| DATA EXTRACT |
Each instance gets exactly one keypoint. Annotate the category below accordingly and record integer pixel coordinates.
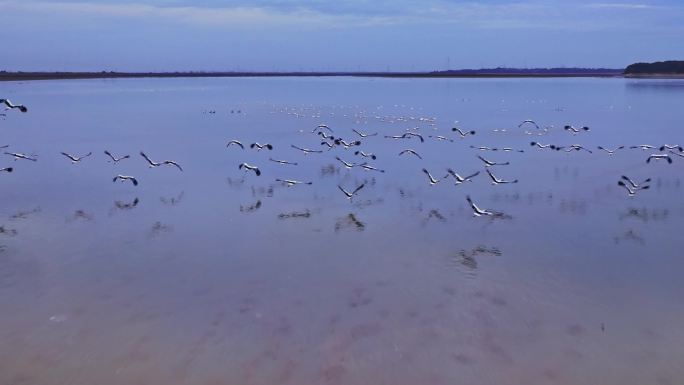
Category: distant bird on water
(157, 164)
(75, 159)
(125, 178)
(115, 159)
(10, 105)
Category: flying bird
(610, 152)
(125, 178)
(235, 142)
(632, 191)
(157, 164)
(74, 158)
(292, 182)
(460, 179)
(361, 134)
(462, 133)
(575, 130)
(490, 163)
(346, 164)
(350, 195)
(496, 180)
(633, 183)
(306, 150)
(659, 157)
(433, 181)
(478, 212)
(10, 105)
(260, 146)
(671, 147)
(282, 161)
(115, 159)
(368, 167)
(21, 156)
(365, 155)
(250, 168)
(410, 151)
(529, 121)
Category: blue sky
(264, 35)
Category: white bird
(462, 133)
(610, 152)
(125, 178)
(460, 179)
(368, 167)
(659, 157)
(528, 121)
(365, 155)
(350, 195)
(410, 151)
(343, 143)
(250, 168)
(21, 156)
(496, 180)
(634, 184)
(235, 142)
(10, 105)
(541, 145)
(292, 182)
(642, 147)
(490, 163)
(419, 136)
(115, 159)
(322, 126)
(306, 150)
(433, 181)
(441, 137)
(361, 134)
(157, 164)
(632, 191)
(577, 147)
(671, 147)
(478, 212)
(75, 159)
(346, 164)
(282, 161)
(575, 130)
(260, 146)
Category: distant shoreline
(25, 76)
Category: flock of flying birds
(330, 140)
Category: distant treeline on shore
(674, 68)
(661, 67)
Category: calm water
(217, 276)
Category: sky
(342, 35)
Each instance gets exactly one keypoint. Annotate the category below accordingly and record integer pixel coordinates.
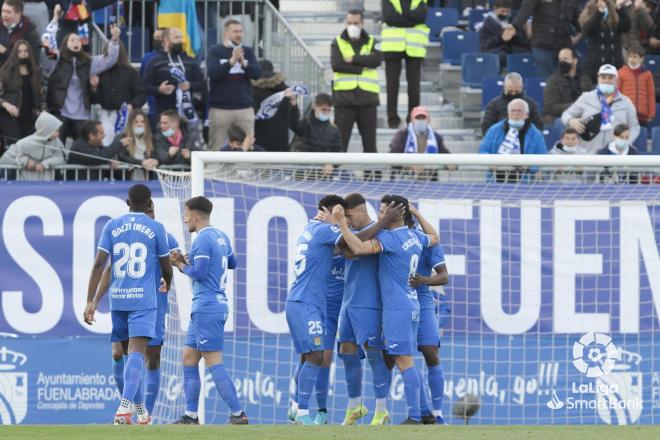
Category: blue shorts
(400, 331)
(428, 332)
(133, 324)
(330, 330)
(206, 331)
(306, 325)
(361, 325)
(159, 334)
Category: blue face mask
(517, 124)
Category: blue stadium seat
(640, 142)
(477, 66)
(522, 63)
(456, 43)
(652, 62)
(439, 18)
(534, 87)
(490, 88)
(476, 16)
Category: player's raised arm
(426, 226)
(355, 244)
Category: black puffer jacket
(272, 133)
(554, 21)
(314, 136)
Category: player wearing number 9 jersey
(306, 303)
(210, 259)
(399, 249)
(137, 246)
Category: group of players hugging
(360, 284)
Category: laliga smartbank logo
(13, 387)
(616, 390)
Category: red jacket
(638, 86)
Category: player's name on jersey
(133, 227)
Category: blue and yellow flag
(181, 14)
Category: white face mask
(353, 31)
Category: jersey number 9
(132, 259)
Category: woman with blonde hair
(604, 22)
(135, 145)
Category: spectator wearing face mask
(496, 110)
(564, 87)
(637, 84)
(595, 114)
(497, 35)
(355, 86)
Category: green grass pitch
(281, 432)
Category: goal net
(554, 280)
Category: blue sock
(118, 373)
(133, 377)
(381, 375)
(225, 387)
(353, 372)
(321, 387)
(437, 385)
(423, 398)
(306, 381)
(191, 387)
(411, 389)
(153, 385)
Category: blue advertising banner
(554, 291)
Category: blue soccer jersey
(361, 289)
(313, 264)
(134, 242)
(431, 258)
(399, 258)
(212, 245)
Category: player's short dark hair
(139, 195)
(89, 128)
(231, 23)
(236, 134)
(354, 200)
(201, 204)
(330, 201)
(620, 129)
(323, 99)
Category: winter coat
(314, 135)
(588, 104)
(357, 96)
(496, 110)
(273, 133)
(38, 146)
(639, 87)
(490, 38)
(604, 44)
(554, 21)
(558, 94)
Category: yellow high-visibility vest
(367, 80)
(411, 40)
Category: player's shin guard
(152, 387)
(381, 375)
(437, 385)
(118, 373)
(226, 388)
(321, 387)
(411, 388)
(191, 386)
(133, 377)
(306, 381)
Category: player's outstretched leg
(381, 381)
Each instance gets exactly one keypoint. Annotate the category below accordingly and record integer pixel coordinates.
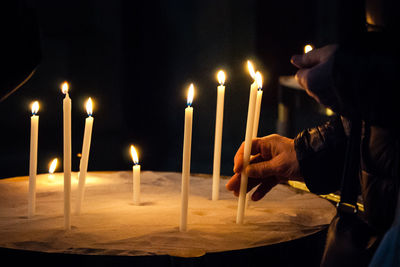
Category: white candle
(258, 79)
(258, 104)
(219, 118)
(87, 137)
(33, 159)
(67, 156)
(136, 176)
(247, 148)
(52, 168)
(187, 143)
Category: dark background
(136, 60)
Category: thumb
(264, 169)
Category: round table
(110, 226)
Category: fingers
(265, 168)
(301, 77)
(238, 160)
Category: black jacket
(365, 87)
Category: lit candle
(247, 147)
(87, 136)
(52, 168)
(67, 156)
(308, 48)
(33, 159)
(219, 117)
(187, 143)
(136, 176)
(258, 79)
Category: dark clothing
(364, 86)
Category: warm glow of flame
(190, 94)
(89, 107)
(308, 48)
(53, 166)
(65, 87)
(251, 69)
(35, 107)
(134, 155)
(329, 112)
(221, 77)
(258, 80)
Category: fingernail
(295, 60)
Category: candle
(258, 79)
(219, 117)
(33, 159)
(52, 168)
(136, 176)
(308, 48)
(67, 156)
(187, 143)
(247, 147)
(87, 136)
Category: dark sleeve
(320, 152)
(365, 79)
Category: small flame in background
(221, 77)
(89, 107)
(308, 48)
(190, 94)
(35, 107)
(134, 155)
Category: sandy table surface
(109, 223)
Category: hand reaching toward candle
(274, 160)
(314, 73)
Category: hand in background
(274, 160)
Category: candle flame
(190, 95)
(53, 166)
(221, 77)
(89, 107)
(308, 48)
(134, 155)
(251, 69)
(258, 80)
(35, 107)
(65, 87)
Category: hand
(314, 73)
(274, 161)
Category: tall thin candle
(219, 118)
(247, 147)
(33, 159)
(258, 104)
(67, 155)
(187, 143)
(87, 137)
(136, 176)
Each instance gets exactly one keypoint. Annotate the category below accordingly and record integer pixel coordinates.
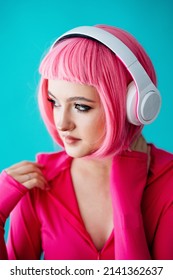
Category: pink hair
(87, 61)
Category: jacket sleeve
(128, 180)
(162, 248)
(23, 239)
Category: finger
(35, 182)
(22, 178)
(22, 170)
(24, 163)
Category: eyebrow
(74, 98)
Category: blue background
(27, 28)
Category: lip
(70, 140)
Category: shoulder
(53, 163)
(161, 162)
(160, 179)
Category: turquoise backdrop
(27, 28)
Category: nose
(64, 122)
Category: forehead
(61, 88)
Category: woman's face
(78, 116)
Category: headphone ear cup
(131, 104)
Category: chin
(75, 153)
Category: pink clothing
(50, 221)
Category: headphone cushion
(131, 104)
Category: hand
(29, 174)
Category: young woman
(108, 194)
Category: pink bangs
(88, 62)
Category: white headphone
(143, 98)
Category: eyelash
(81, 108)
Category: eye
(54, 103)
(82, 107)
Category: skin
(79, 120)
(75, 108)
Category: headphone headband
(146, 90)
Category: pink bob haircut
(86, 61)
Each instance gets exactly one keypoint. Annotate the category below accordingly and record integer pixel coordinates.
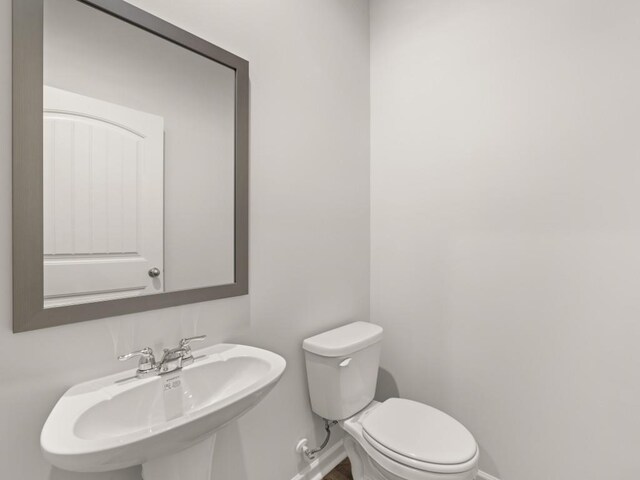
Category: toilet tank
(342, 369)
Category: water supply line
(312, 453)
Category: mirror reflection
(138, 161)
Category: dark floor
(341, 472)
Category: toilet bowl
(397, 439)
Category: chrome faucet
(172, 359)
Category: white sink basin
(119, 421)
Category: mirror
(142, 136)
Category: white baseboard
(324, 463)
(485, 476)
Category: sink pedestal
(194, 463)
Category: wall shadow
(387, 386)
(133, 473)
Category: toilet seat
(420, 437)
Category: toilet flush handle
(345, 362)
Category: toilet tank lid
(344, 340)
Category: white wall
(505, 232)
(309, 235)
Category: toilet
(397, 439)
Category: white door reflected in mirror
(139, 161)
(103, 200)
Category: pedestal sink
(165, 423)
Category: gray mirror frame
(28, 272)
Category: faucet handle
(186, 341)
(147, 359)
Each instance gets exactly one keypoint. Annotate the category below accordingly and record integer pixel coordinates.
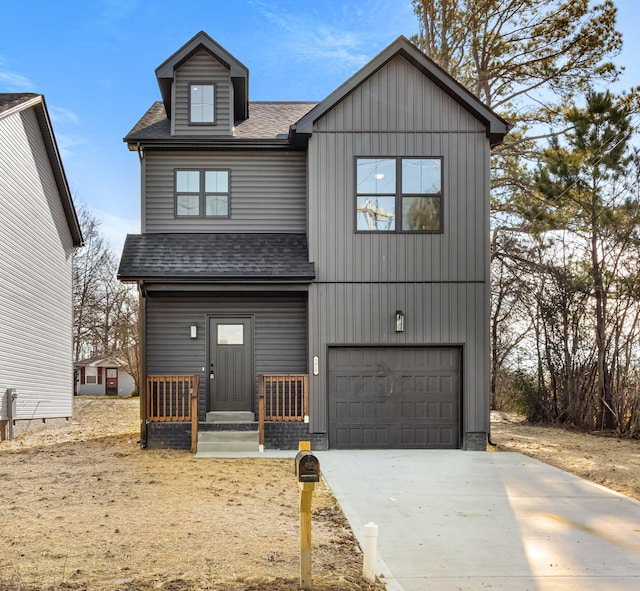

| PROBLEM DESCRIPTION |
Return all the data exactly, pictures omitted.

| REPLY |
Each instance gets exactly one keypoint. Annotate the category below accordingly and record integer pixel coordinates.
Category: distant bird on water
(157, 164)
(75, 159)
(125, 178)
(115, 159)
(10, 105)
Category: flying bird
(610, 152)
(125, 178)
(235, 142)
(632, 191)
(157, 164)
(74, 158)
(292, 182)
(460, 179)
(361, 134)
(462, 133)
(575, 130)
(490, 163)
(346, 164)
(350, 195)
(496, 180)
(633, 183)
(306, 150)
(659, 157)
(433, 181)
(478, 212)
(10, 105)
(260, 146)
(671, 147)
(282, 161)
(115, 159)
(368, 167)
(21, 156)
(365, 155)
(250, 168)
(410, 151)
(529, 121)
Category: blue sky
(264, 35)
Category: white bird
(462, 133)
(610, 152)
(125, 178)
(460, 179)
(368, 167)
(659, 157)
(528, 121)
(365, 155)
(350, 195)
(410, 151)
(343, 143)
(250, 168)
(21, 156)
(496, 180)
(634, 184)
(235, 142)
(10, 105)
(541, 145)
(292, 182)
(642, 147)
(490, 163)
(419, 136)
(115, 159)
(322, 126)
(306, 150)
(433, 181)
(441, 137)
(361, 134)
(157, 164)
(632, 191)
(577, 147)
(671, 147)
(478, 212)
(75, 159)
(346, 164)
(282, 161)
(575, 130)
(260, 146)
Category: distant shoreline
(25, 76)
Category: flock of flying birds
(330, 140)
Category: distant treeline on shore
(674, 68)
(661, 67)
Category: calm water
(217, 276)
Category: sky
(342, 35)
Each instance gets exactly one keypoint. Annotate the category below accordingly and record integer pixel coordinates.
Category: blue shorts
(400, 331)
(428, 332)
(133, 324)
(330, 330)
(206, 331)
(306, 325)
(361, 325)
(159, 334)
Category: blue face mask
(517, 124)
Category: blue stadium seat
(640, 142)
(477, 66)
(522, 63)
(456, 43)
(652, 62)
(439, 18)
(534, 87)
(490, 88)
(476, 16)
Category: player's raised arm
(426, 226)
(355, 244)
Category: black puffer jacket
(272, 133)
(554, 21)
(314, 136)
Category: player wearing number 9 jersey
(306, 303)
(210, 259)
(399, 249)
(137, 246)
Category: group of players hugging
(360, 284)
Category: laliga smartbank logo
(13, 387)
(616, 390)
Category: red jacket
(638, 86)
Category: player's name on jersey
(133, 227)
Category: blue and yellow flag
(181, 14)
Category: white face mask
(353, 31)
Category: jersey number 9
(132, 259)
Category: woman with blonde hair
(604, 22)
(135, 145)
Category: spectator wearing face mask
(496, 110)
(564, 87)
(637, 84)
(595, 114)
(497, 35)
(355, 86)
Category: green grass pitch
(281, 432)
Category: goal net
(554, 280)
Category: blue sock
(118, 373)
(133, 377)
(381, 375)
(225, 387)
(353, 372)
(321, 387)
(437, 385)
(423, 398)
(306, 381)
(191, 387)
(411, 389)
(153, 385)
Category: blue advertising banner
(554, 291)
Category: blue soccer jersey
(361, 289)
(313, 264)
(134, 242)
(431, 258)
(399, 258)
(212, 245)
Category: player's short dark hair
(139, 195)
(89, 128)
(231, 23)
(236, 134)
(354, 200)
(201, 204)
(330, 201)
(620, 129)
(323, 99)
Category: winter coat
(314, 135)
(588, 104)
(357, 96)
(496, 110)
(273, 133)
(38, 146)
(639, 87)
(490, 38)
(604, 44)
(554, 21)
(558, 94)
Category: yellow high-visibility vest
(367, 80)
(411, 40)
Category: player's shin guard
(152, 387)
(381, 375)
(437, 385)
(118, 373)
(226, 388)
(321, 387)
(411, 388)
(191, 386)
(133, 377)
(306, 381)
Category: player's outstretched leg
(381, 381)
Each instance gets exactly one keypoint. Annotate the category below accordingly and record integer pixel coordinates.
Category: white candle
(258, 79)
(258, 104)
(219, 118)
(87, 137)
(33, 159)
(67, 156)
(136, 176)
(247, 148)
(52, 168)
(187, 143)
Category: dark background
(136, 60)
Category: thumb
(264, 169)
Category: round table
(110, 226)
Category: fingers
(265, 168)
(301, 77)
(238, 160)
Category: black jacket
(365, 87)
Category: lit candle
(247, 147)
(87, 136)
(52, 168)
(67, 156)
(308, 48)
(33, 159)
(219, 117)
(187, 143)
(136, 176)
(258, 79)
Category: dark clothing
(364, 86)
Category: warm glow of flame
(190, 94)
(89, 107)
(308, 48)
(53, 166)
(65, 87)
(251, 69)
(35, 107)
(134, 155)
(329, 112)
(221, 77)
(258, 80)
Category: fingernail
(295, 60)
Category: candle
(258, 79)
(219, 117)
(33, 159)
(52, 168)
(136, 176)
(308, 48)
(67, 156)
(187, 143)
(247, 147)
(87, 136)
Category: dark sleeve
(320, 152)
(365, 79)
Category: small flame in background
(221, 77)
(89, 107)
(308, 48)
(190, 94)
(35, 107)
(134, 155)
Category: sandy table surface
(109, 223)
Category: hand reaching toward candle
(274, 160)
(314, 73)
Category: hand in background
(274, 160)
Category: candle flame
(190, 95)
(53, 166)
(221, 77)
(89, 107)
(308, 48)
(134, 155)
(251, 69)
(258, 80)
(35, 107)
(65, 87)
Category: hand
(314, 73)
(274, 161)
Category: tall thin candle
(219, 118)
(247, 147)
(33, 159)
(258, 104)
(67, 155)
(187, 143)
(87, 137)
(136, 176)
Each instance gets exactly one keypoint. Annotate the category below accordingly and record integer pixel coordinates.
Category: pink hair
(87, 61)
Category: jacket sleeve
(128, 180)
(162, 248)
(23, 239)
Category: finger
(35, 182)
(22, 178)
(22, 170)
(24, 163)
Category: eyebrow
(74, 98)
Category: blue background
(27, 28)
Category: lip
(70, 140)
Category: shoulder
(53, 163)
(161, 162)
(160, 179)
Category: turquoise backdrop
(27, 28)
Category: nose
(64, 122)
Category: forehead
(61, 88)
Category: woman's face
(78, 116)
Category: headphone ear cup
(131, 104)
Category: chin
(75, 153)
Category: pink clothing
(50, 221)
Category: headphone cushion
(131, 104)
Category: hand
(29, 174)
Category: young woman
(108, 194)
Category: pink bangs
(88, 62)
Category: white headphone
(143, 98)
Category: eyelash
(81, 108)
Category: eye
(54, 103)
(82, 107)
Category: skin
(79, 120)
(75, 108)
Category: headphone headband
(146, 90)
Category: pink bob haircut
(86, 61)
Each instance gets exactly one keypoint. Annotate the category below accordingly and record integer pixel coordinates.
Category: toilet tank
(342, 369)
Category: water supply line
(312, 453)
Category: mirror reflection
(138, 161)
Category: dark floor
(341, 472)
Category: toilet bowl
(397, 439)
Category: chrome faucet
(172, 359)
Category: white sink basin
(119, 421)
Category: mirror
(142, 136)
Category: white baseboard
(324, 463)
(485, 476)
Category: sink pedestal
(194, 463)
Category: wall shadow
(387, 386)
(133, 473)
Category: toilet seat
(420, 437)
Category: toilet flush handle
(345, 362)
Category: toilet tank lid
(344, 340)
Category: white wall
(505, 232)
(309, 235)
Category: toilet
(397, 439)
Category: white door reflected in mirror
(139, 161)
(103, 200)
Category: pedestal sink
(165, 423)
Category: gray mirror frame
(28, 272)
Category: faucet handle
(186, 341)
(147, 359)
Each instance gets exactly one keypoint. Annotate the category below accordingly and record integer pixel coordinates.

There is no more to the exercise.